Collected data:
────────────────────────────────────────
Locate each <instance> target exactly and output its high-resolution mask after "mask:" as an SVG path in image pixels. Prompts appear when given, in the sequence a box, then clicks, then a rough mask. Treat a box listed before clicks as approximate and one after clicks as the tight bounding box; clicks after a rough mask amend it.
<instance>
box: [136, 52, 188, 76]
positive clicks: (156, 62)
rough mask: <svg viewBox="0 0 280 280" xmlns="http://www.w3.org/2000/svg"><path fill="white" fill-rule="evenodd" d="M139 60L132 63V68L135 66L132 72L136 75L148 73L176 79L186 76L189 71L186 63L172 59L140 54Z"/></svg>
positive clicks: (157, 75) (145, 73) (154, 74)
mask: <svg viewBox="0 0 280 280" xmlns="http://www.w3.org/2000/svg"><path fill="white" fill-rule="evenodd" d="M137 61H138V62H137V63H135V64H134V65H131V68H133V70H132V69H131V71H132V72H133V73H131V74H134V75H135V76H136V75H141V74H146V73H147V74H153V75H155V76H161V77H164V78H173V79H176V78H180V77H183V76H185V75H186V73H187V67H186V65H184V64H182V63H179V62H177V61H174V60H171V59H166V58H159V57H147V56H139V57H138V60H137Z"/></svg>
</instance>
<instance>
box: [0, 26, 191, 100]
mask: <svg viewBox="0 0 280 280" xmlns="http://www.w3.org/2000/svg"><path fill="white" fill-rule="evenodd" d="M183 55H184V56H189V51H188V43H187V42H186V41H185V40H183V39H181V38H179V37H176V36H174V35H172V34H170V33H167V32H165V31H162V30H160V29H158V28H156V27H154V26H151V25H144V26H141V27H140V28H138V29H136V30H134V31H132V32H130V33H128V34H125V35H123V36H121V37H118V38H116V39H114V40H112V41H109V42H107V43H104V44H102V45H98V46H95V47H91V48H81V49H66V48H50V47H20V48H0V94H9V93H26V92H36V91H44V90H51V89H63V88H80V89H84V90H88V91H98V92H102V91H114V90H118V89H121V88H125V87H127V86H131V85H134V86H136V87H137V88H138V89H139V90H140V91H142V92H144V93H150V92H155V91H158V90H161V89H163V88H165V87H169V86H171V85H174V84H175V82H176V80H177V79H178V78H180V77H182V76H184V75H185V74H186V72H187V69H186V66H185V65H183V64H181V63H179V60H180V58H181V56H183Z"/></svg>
────────────────────────────────────────
▸ **WHAT YOU HAVE TO DO**
Please rewrite every line of the items above as a JSON list of strings, one string per line, leaving out blank lines.

▸ **RESPONSE TO THE EXERCISE**
[
  "Locate each <instance> target exactly and output its high-resolution mask after \"mask:\" as an SVG path in image pixels. Prompts appear when given, in the sequence a box, then clicks, then a rough mask. Treat a box listed before clicks as approximate and one after clicks as the tight bounding box; clicks after a rough mask amend it.",
  "<instance>",
  "box: [136, 52, 188, 76]",
  "positive clicks: (156, 62)",
  "rough mask: <svg viewBox=\"0 0 280 280\" xmlns=\"http://www.w3.org/2000/svg\"><path fill=\"white\" fill-rule=\"evenodd\" d=\"M139 60L132 63V68L135 66L132 72L136 75L148 73L176 79L186 76L189 71L186 63L172 59L140 54Z\"/></svg>",
  "positive clicks: (157, 75) (145, 73) (154, 74)",
  "mask: <svg viewBox=\"0 0 280 280\" xmlns=\"http://www.w3.org/2000/svg\"><path fill=\"white\" fill-rule=\"evenodd\" d=\"M137 61H138V62H137V63H135V64H134V65H131V68H133V70H132V69H131V71H132V72H133V73H131V74H134V75H135V76H136V75H141V74H146V73H147V74H153V75H155V76H161V77H164V78H173V79H176V78H180V77H183V76H185V75H186V73H187V67H186V65H184V64H182V63H179V62H177V61H174V60H171V59H166V58H159V57H147V56H139V57H138V60H137Z\"/></svg>",
  "</instance>",
  "<instance>",
  "box: [0, 26, 191, 100]",
  "mask: <svg viewBox=\"0 0 280 280\" xmlns=\"http://www.w3.org/2000/svg\"><path fill=\"white\" fill-rule=\"evenodd\" d=\"M183 55H184V56H189V51H188V43H187V42H186V41H185V40H183V39H181V38H179V37H176V36H174V35H172V34H170V33H167V32H165V31H162V30H160V29H158V28H156V27H154V26H151V25H144V26H141V27H140V28H138V29H136V30H134V31H132V32H130V33H128V34H125V35H123V36H121V37H118V38H116V39H114V40H112V41H109V42H107V43H104V44H102V45H98V46H95V47H91V48H81V49H66V48H50V47H20V48H0V94H9V93H26V92H36V91H44V90H51V89H63V88H80V89H84V90H88V91H98V92H102V91H114V90H118V89H121V88H125V87H127V86H131V85H134V86H136V87H137V88H138V89H139V90H140V91H142V92H144V93H150V92H155V91H158V90H161V89H163V88H165V87H169V86H171V85H174V84H175V82H176V80H177V79H178V78H180V77H182V76H184V75H185V74H186V72H187V69H186V66H185V65H183V64H181V63H179V60H180V58H181V56H183Z\"/></svg>"
]